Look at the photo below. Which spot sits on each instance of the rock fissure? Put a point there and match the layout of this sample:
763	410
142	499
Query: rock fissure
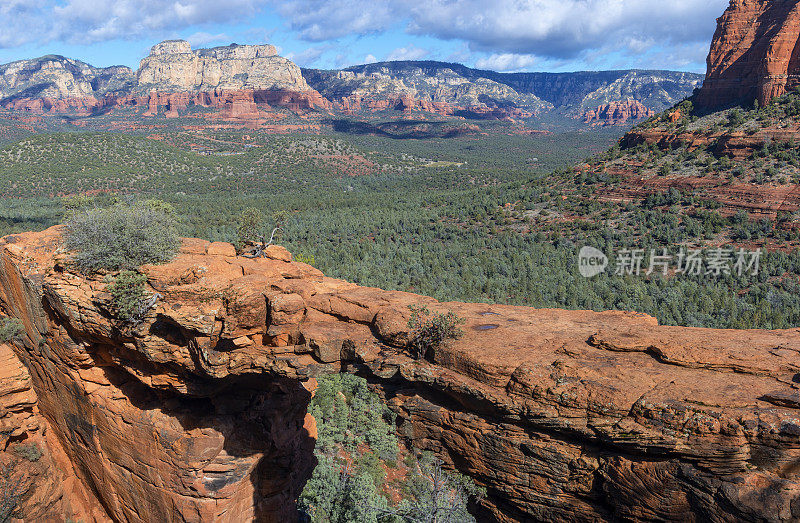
210	393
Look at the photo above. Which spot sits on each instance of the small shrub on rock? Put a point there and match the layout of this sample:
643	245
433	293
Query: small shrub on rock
123	236
129	300
30	452
429	330
10	329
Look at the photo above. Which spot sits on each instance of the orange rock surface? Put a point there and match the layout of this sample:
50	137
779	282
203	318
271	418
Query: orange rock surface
754	54
199	413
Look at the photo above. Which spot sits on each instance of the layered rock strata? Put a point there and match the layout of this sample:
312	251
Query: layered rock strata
754	54
199	412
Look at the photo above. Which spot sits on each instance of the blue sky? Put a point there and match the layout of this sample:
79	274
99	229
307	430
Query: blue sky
505	35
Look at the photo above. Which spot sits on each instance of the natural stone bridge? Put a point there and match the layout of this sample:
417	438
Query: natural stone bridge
199	414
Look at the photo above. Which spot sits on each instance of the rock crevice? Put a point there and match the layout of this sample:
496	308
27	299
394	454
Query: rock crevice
199	413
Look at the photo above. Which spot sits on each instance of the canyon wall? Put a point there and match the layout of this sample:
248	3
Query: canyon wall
754	54
243	80
199	413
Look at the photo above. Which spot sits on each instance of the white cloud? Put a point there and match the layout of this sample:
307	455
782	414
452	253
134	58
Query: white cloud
550	30
409	52
505	62
318	20
308	56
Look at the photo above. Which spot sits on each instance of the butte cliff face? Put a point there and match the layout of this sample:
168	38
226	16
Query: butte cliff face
235	79
617	112
199	412
241	80
755	54
455	89
56	83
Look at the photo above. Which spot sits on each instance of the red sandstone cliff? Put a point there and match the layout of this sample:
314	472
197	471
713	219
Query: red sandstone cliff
199	413
754	55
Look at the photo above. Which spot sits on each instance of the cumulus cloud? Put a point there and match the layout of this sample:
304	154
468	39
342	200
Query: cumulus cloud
504	32
90	21
308	56
553	29
202	38
505	62
318	20
409	52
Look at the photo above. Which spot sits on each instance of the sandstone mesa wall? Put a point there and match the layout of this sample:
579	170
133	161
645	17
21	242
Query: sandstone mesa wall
754	54
199	414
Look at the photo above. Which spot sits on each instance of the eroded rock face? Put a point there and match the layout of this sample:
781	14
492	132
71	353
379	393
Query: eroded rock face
754	54
173	66
618	113
199	412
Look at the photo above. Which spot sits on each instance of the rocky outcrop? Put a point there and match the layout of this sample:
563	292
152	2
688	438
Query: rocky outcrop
35	473
618	113
59	84
199	412
754	54
478	91
238	80
422	86
245	79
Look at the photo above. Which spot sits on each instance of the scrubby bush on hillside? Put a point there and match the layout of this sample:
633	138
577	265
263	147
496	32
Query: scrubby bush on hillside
430	330
356	444
128	296
122	236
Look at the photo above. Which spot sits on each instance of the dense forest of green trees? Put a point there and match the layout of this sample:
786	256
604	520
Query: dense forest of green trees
470	219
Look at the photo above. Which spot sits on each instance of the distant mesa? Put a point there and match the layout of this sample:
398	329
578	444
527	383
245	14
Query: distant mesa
755	54
246	82
615	113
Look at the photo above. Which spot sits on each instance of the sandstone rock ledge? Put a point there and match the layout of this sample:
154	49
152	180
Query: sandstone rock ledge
200	413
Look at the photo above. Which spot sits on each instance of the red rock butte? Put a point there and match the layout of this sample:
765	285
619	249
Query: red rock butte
755	54
199	413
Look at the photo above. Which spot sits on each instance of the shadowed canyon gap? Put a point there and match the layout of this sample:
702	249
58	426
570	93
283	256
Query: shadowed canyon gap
199	413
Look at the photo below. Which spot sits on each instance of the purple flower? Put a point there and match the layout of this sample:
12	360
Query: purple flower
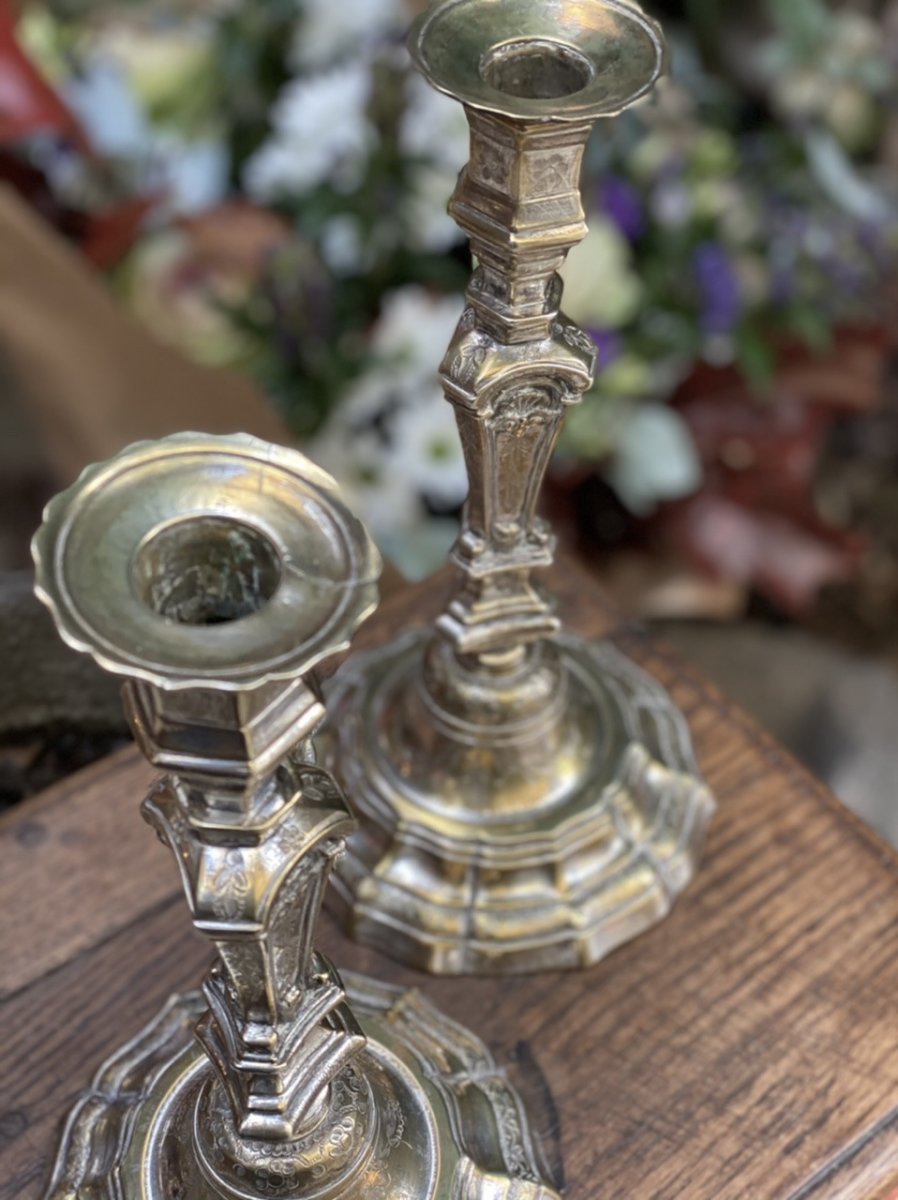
609	345
623	204
719	291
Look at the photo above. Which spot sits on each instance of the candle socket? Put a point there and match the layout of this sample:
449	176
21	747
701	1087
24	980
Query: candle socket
527	801
215	575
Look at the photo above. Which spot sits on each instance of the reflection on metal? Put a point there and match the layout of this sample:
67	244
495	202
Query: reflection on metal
527	801
214	575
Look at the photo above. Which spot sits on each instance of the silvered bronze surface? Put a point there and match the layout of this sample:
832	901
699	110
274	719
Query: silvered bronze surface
527	801
215	575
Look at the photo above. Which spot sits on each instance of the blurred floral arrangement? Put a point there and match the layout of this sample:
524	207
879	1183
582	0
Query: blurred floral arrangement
268	187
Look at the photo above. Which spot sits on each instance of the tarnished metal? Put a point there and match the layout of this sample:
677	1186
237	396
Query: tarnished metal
215	575
527	801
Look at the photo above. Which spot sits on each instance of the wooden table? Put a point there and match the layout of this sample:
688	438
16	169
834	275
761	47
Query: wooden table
747	1049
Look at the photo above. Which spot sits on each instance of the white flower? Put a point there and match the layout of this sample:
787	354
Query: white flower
193	174
656	459
433	133
328	29
433	126
600	286
321	132
415	329
342	245
426	448
429	228
161	61
109	111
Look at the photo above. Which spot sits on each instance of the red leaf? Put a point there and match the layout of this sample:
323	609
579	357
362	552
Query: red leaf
762	550
111	234
28	103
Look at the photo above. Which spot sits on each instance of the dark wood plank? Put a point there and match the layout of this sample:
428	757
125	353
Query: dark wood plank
744	1050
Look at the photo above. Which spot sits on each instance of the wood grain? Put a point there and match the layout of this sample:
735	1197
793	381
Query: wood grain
744	1050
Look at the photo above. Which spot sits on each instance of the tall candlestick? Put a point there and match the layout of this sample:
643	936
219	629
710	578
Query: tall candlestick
527	799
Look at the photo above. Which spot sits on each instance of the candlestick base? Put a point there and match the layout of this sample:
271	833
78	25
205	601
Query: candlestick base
513	847
426	1114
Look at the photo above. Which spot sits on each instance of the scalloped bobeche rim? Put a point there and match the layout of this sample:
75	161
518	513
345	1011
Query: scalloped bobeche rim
48	547
570	108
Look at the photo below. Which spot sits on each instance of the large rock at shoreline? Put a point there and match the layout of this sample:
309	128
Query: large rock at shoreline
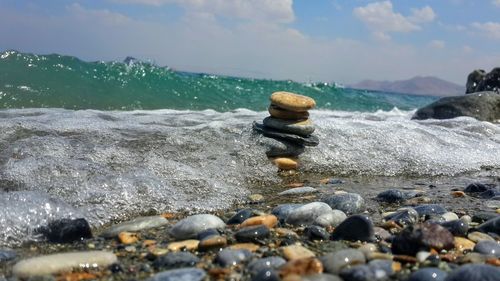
484	106
479	81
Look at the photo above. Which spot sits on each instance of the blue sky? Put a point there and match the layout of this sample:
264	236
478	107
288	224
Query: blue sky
304	40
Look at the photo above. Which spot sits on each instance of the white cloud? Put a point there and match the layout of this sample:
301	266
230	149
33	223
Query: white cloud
426	14
280	11
381	18
488	29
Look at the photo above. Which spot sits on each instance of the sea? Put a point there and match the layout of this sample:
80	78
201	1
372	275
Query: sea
112	140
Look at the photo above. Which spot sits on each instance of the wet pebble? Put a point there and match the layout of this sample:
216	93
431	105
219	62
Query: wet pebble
50	264
67	230
422	236
354	228
492	225
269	263
252	233
314	232
136	224
192	225
240	216
428	274
331	218
475	272
229	257
488	248
456	227
306	214
190	273
396	195
334	262
7	255
349	203
404	216
299	190
175	260
429	209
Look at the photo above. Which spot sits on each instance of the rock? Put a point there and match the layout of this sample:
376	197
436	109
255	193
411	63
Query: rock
477	187
298	190
128	238
334	262
423	236
304	266
51	264
464	244
192	225
456	227
7	255
175	260
267	220
331	218
134	225
492	225
428	274
488	248
229	257
429	210
281	148
314	232
301	128
292	102
405	216
479	81
268	263
66	230
484	106
284	163
468	272
311	140
479	236
396	195
282	211
306	214
294	252
188	274
189	245
374	270
354	228
280	113
252	233
349	203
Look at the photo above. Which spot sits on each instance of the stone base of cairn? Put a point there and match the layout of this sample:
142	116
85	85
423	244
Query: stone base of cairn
289	124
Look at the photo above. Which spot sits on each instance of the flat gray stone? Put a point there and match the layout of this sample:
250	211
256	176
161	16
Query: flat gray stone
136	224
192	225
50	264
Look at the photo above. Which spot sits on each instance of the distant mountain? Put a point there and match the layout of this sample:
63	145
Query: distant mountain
427	86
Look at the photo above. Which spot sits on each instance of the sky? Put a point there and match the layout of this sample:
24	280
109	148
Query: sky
303	40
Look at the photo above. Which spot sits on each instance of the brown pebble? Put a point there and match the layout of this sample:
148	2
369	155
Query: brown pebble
284	163
267	220
189	245
304	266
457	194
128	237
213	242
294	252
247	246
464	244
292	102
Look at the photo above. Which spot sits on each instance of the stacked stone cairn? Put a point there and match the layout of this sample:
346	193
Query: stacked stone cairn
289	124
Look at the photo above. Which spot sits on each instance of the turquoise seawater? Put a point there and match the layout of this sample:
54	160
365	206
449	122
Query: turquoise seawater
56	81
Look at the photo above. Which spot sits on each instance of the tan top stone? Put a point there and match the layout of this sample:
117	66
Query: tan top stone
292	102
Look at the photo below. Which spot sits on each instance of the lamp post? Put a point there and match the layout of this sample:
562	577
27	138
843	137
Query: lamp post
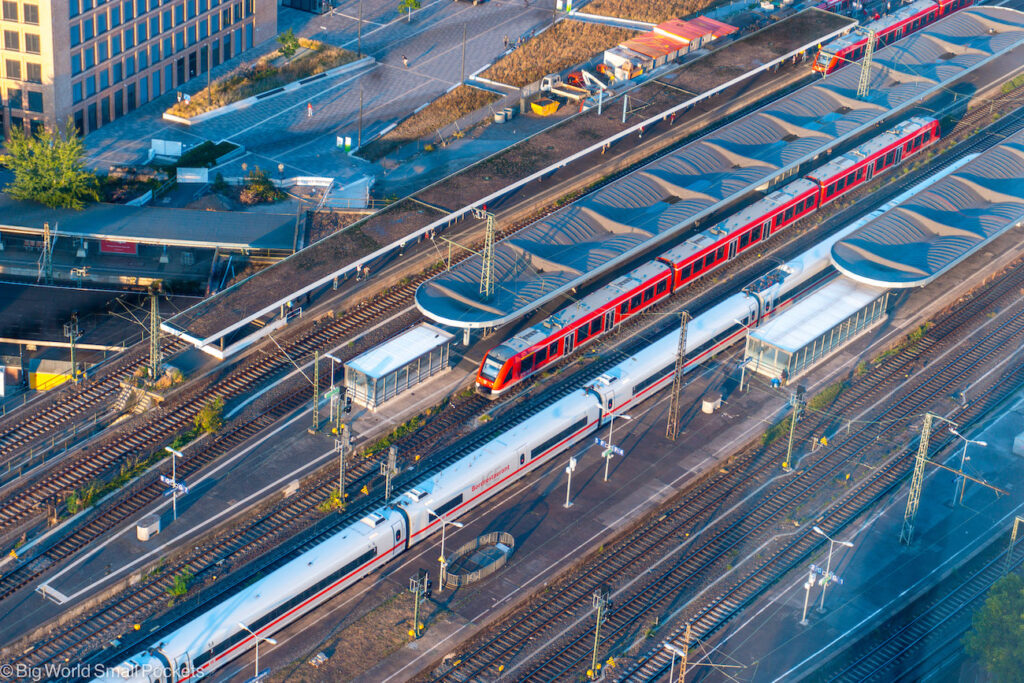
568	483
827	577
808	585
258	638
174	477
961	482
442	574
333	361
608	451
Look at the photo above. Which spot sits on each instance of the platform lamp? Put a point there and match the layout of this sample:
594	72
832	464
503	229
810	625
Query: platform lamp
442	574
827	574
258	639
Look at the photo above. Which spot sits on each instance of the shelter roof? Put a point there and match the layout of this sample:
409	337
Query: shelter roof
155	225
916	242
815	315
666	198
399	351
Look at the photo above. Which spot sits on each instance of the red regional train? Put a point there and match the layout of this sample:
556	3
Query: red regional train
841	51
558	335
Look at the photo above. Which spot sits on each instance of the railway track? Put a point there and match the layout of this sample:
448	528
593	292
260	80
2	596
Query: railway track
632	557
896	650
20	432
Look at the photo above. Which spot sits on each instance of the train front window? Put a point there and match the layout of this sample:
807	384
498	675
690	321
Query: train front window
491	368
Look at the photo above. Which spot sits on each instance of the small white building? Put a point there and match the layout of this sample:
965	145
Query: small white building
385	371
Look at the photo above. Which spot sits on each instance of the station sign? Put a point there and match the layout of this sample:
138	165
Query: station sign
830	575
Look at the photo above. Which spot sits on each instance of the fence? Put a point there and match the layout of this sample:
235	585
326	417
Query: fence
493	539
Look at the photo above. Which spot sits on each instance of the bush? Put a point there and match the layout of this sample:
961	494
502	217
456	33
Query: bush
209	418
259	189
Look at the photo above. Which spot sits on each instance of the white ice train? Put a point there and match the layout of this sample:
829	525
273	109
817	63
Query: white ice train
214	638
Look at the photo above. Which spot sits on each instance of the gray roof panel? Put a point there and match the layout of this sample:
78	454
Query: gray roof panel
916	242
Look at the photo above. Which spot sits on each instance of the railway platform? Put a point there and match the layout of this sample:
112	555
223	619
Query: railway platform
880	575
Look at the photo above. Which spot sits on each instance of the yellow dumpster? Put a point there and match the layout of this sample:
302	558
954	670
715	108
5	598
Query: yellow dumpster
544	107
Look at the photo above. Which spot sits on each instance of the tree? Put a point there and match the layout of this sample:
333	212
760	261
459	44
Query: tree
996	636
49	168
409	5
209	418
289	43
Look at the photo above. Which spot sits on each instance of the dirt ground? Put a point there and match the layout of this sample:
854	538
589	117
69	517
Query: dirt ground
654	12
445	110
358	645
564	44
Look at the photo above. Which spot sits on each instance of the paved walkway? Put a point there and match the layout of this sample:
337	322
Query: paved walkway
280	131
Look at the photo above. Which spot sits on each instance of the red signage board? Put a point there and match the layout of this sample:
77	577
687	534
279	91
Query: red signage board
112	247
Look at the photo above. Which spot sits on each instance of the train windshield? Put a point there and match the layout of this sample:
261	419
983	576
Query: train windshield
493	364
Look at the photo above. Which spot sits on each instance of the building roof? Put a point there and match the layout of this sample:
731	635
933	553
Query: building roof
916	242
400	350
813	316
664	199
155	225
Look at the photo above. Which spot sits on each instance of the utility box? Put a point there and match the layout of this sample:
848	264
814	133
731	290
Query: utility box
147	527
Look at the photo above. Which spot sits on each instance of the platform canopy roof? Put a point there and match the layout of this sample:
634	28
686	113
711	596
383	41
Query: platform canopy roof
916	242
816	314
233	230
666	198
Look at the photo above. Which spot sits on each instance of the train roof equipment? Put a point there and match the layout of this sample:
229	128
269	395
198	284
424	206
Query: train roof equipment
667	197
921	239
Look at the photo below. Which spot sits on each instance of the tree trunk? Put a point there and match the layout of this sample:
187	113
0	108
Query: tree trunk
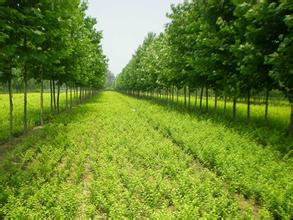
184	96
42	99
200	101
54	96
177	98
66	105
80	95
71	97
216	100
248	108
291	123
58	98
10	111
51	96
195	99
207	99
25	100
225	104
267	105
189	98
234	110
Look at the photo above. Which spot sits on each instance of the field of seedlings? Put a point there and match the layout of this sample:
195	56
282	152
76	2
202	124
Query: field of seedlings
120	157
33	112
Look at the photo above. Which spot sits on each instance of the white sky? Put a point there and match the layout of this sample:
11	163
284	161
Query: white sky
125	23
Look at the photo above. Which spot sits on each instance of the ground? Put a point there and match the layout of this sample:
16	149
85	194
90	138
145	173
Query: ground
117	156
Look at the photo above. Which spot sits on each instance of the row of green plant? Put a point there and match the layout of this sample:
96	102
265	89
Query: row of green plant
272	132
53	41
233	48
33	111
248	168
104	160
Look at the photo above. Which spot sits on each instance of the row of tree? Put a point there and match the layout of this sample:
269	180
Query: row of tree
53	41
232	48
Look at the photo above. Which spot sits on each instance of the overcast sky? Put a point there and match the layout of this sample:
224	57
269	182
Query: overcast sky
125	23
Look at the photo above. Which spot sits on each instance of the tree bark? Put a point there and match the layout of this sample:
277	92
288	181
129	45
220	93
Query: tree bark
177	98
70	96
80	95
225	104
184	96
195	99
267	105
66	105
207	99
58	98
51	96
248	108
42	99
10	111
25	100
216	100
54	95
234	109
200	101
189	98
291	123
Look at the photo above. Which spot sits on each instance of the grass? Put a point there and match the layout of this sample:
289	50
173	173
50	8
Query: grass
33	116
273	134
120	157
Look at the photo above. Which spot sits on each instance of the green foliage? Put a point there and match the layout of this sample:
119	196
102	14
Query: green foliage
88	166
235	48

### Brief
Reproduce only the lines between the line containing "of the field" and the last line of the records, those two lines included, exactly.

### The reply
Look at the photo above. Which spot sits on each instance of the field of seedlings? Put a point there and match the layout of this sample:
195	56
282	152
76	2
202	124
Query: field of seedlings
120	157
33	112
Look at the photo above. Which spot sits on each instance of the white sky? Put a point there and match the layout of this sample:
11	163
284	161
Query: white sky
125	23
Look at the photo above. Which spot sits on each instance of the ground? Put a point there and match the layout of this sample:
16	149
85	194
90	138
145	173
Query: ground
117	156
Look at the photo above. Which spot sits on each instance of the row of green plant? Put a point there and match the layout of this sample:
96	102
265	89
Query: row of green plant
272	132
53	41
233	48
33	111
248	168
104	160
Look at the photo above. Which spot sits on each instance of the row of tree? Put a point there and match the layout of this sample:
269	180
Query: row of tree
53	41
232	48
Look at the photo above. Which spot sits on each instance of the overcast sky? Put a point there and match the layout of this sample:
224	57
269	182
Query: overcast sky
125	23
Look at the photo above. Which spot sits on each instance of the tree bark? Put a point there and match the layout of this sample:
277	92
288	181
129	45
220	93
Query: tree bark
177	98
70	96
80	95
225	104
184	96
195	99
267	105
66	105
207	99
58	98
51	96
248	108
42	99
10	111
25	100
216	100
54	95
234	109
200	101
189	98
291	123
Look at the photo above. Which spot sits on each instance of the grass? Put a point there and match the layout of this sample:
289	50
173	173
50	8
Query: grass
33	116
273	134
120	157
Look at the photo above. Which spot sits on each instance of the green foliage? Put a point there and match the layout of this sample:
119	196
102	14
Query: green foliage
88	166
235	48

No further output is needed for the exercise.